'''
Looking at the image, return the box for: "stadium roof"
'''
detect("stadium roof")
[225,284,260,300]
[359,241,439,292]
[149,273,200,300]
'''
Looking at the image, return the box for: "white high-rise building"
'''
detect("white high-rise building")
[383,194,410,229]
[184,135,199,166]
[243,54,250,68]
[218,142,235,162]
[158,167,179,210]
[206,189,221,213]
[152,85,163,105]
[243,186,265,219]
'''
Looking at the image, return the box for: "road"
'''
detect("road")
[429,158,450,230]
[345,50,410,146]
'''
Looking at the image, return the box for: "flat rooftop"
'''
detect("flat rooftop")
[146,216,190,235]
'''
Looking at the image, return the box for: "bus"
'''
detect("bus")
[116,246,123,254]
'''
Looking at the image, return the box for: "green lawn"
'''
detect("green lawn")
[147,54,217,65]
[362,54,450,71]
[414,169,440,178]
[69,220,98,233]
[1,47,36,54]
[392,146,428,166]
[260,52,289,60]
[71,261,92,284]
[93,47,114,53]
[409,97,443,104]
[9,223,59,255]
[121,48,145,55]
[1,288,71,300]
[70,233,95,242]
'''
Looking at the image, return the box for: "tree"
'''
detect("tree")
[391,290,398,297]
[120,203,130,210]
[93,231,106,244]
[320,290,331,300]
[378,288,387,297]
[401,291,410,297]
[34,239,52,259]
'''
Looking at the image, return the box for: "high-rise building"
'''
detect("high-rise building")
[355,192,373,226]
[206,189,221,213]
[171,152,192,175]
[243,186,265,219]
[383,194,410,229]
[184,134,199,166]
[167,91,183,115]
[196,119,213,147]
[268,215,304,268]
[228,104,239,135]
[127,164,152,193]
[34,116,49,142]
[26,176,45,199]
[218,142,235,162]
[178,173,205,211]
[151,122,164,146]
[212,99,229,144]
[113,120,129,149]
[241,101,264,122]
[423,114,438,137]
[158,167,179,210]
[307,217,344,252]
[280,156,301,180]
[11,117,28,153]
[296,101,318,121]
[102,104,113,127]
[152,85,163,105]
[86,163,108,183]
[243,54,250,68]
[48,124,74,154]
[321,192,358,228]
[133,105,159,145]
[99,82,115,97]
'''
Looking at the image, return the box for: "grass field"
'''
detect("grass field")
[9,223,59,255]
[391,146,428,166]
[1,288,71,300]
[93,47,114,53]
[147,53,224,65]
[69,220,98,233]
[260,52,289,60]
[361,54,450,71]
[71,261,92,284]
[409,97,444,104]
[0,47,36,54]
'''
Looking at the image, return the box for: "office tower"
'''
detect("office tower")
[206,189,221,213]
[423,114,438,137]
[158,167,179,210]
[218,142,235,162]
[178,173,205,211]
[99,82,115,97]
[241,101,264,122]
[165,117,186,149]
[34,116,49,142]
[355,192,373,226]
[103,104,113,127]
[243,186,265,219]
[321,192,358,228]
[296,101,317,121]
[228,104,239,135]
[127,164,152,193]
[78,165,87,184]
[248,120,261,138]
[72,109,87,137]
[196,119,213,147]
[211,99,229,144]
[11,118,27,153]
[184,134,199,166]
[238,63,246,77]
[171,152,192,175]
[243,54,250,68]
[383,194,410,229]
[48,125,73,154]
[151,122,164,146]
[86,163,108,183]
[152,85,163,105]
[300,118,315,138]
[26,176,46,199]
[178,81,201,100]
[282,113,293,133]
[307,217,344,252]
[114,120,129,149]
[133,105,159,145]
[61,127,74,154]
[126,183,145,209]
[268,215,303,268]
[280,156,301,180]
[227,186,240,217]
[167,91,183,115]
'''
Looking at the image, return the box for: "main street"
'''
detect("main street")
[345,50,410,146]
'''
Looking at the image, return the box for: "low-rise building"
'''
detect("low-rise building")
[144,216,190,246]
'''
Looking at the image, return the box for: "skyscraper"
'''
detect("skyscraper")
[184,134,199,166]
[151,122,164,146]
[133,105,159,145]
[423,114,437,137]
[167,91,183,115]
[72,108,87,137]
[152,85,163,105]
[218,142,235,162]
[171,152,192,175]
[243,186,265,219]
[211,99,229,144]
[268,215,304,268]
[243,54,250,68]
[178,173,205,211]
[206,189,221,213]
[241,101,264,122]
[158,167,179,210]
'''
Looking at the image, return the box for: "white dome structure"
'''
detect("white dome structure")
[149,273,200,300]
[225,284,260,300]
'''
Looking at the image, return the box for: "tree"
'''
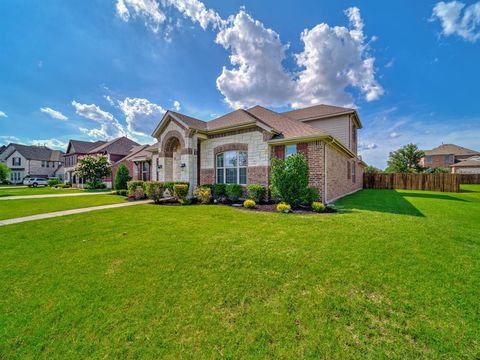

┄┄┄┄┄┄┄┄┄┄┄┄┄┄┄┄┄┄┄┄

### Task to carry out
Would you provide an exact, picture-free copy of the data above?

### Your response
'''
Looking at the image, return the box for: "stadium roof"
'''
detect("stadium roof")
[225,284,260,300]
[359,241,439,292]
[149,273,200,300]
'''
Looking at the image, return the box for: "white high-rise building"
'''
detect("white high-rise building")
[383,194,410,229]
[184,135,199,166]
[243,54,250,68]
[218,142,235,162]
[158,167,179,210]
[206,189,221,213]
[152,85,163,105]
[243,186,265,219]
'''
Looking at the image, return the box for: "road"
'''
detect("road")
[429,158,450,230]
[345,50,410,146]
'''
Looking at the image, return the box for: "flat rooftop"
'''
detect("flat rooftop")
[146,216,190,235]
'''
Looking at the image, return the box for: "bus"
'''
detect("bus")
[116,246,123,254]
'''
Looking at the image, return the box for: "green lawn"
'''
detect("green lawn")
[147,54,217,65]
[362,54,450,71]
[414,169,440,178]
[69,220,98,233]
[1,47,36,54]
[392,146,428,166]
[260,52,289,60]
[71,261,92,284]
[93,47,114,53]
[409,97,443,104]
[9,223,59,255]
[121,48,145,55]
[1,288,71,300]
[70,233,95,242]
'''
Looking at the image, return the box for: "tree"
'''
detect("tree")
[391,290,398,297]
[120,203,130,210]
[93,231,106,244]
[320,290,331,300]
[378,288,387,297]
[401,291,410,297]
[34,239,52,259]
'''
Looking at the image, return the box for: "high-rise building"
'''
detect("high-rise building")
[355,192,373,226]
[206,189,221,213]
[171,152,192,175]
[243,186,265,219]
[383,194,410,229]
[184,134,199,166]
[167,91,183,115]
[196,119,213,147]
[268,215,304,268]
[228,104,239,135]
[127,164,152,193]
[34,116,49,142]
[26,176,45,199]
[218,142,235,162]
[178,173,205,211]
[151,122,164,146]
[212,99,229,144]
[113,120,129,149]
[241,101,264,122]
[423,114,438,137]
[158,167,179,210]
[307,217,344,252]
[280,156,301,180]
[11,117,28,153]
[296,101,318,121]
[102,104,113,127]
[152,85,163,105]
[86,163,108,183]
[243,54,250,68]
[48,124,74,154]
[321,192,358,228]
[133,105,159,145]
[99,82,115,97]
'''
Looking at the image, return the box for: "grass field"
'''
detect("grass field")
[9,223,59,255]
[391,146,428,166]
[1,288,71,300]
[93,47,114,53]
[147,53,224,65]
[69,220,98,233]
[260,52,289,60]
[361,54,450,71]
[71,261,92,284]
[409,97,444,104]
[0,47,36,54]
'''
Looking at the image, return the box for: "office tower"
'''
detect("office tower")
[206,189,221,213]
[423,114,438,137]
[158,167,179,210]
[218,142,235,162]
[178,173,205,211]
[99,82,115,97]
[241,101,264,122]
[165,117,186,149]
[34,116,49,142]
[355,192,373,226]
[103,104,113,127]
[243,186,265,219]
[321,192,358,228]
[296,101,317,121]
[228,104,239,135]
[127,164,152,193]
[78,165,87,184]
[248,120,261,138]
[72,109,87,137]
[196,119,213,147]
[211,99,229,144]
[11,118,27,153]
[184,134,199,166]
[238,63,246,77]
[171,152,192,175]
[243,54,250,68]
[383,194,410,229]
[48,125,73,154]
[151,122,164,146]
[86,163,108,183]
[152,85,163,105]
[300,118,315,138]
[26,176,46,199]
[178,81,201,100]
[282,113,293,133]
[307,217,344,252]
[114,120,129,149]
[133,105,159,145]
[61,127,74,154]
[126,183,145,209]
[268,215,303,268]
[280,156,301,180]
[227,186,240,217]
[167,91,183,115]
'''
Looking at the image, return the box for: "main street"
'''
detect("main street")
[345,50,410,146]
'''
Looking at the image, return the box for: "low-rise building"
'''
detect("low-rise building")
[144,216,190,246]
'''
Looking at the image, return the box for: "skyscraper"
'''
detect("skyscraper")
[184,134,199,166]
[151,122,164,146]
[133,105,159,145]
[423,114,437,137]
[167,91,183,115]
[72,108,87,137]
[152,85,163,105]
[218,142,235,162]
[171,152,192,175]
[243,186,265,219]
[211,99,229,144]
[268,215,304,268]
[243,54,250,68]
[178,173,205,211]
[206,189,221,213]
[241,101,264,122]
[158,167,179,210]
'''
Looking at the image, return the box for: "white dome structure"
'''
detect("white dome structure")
[149,273,200,300]
[225,284,260,300]
'''
Looking at the image, return the box for: "tree"
'''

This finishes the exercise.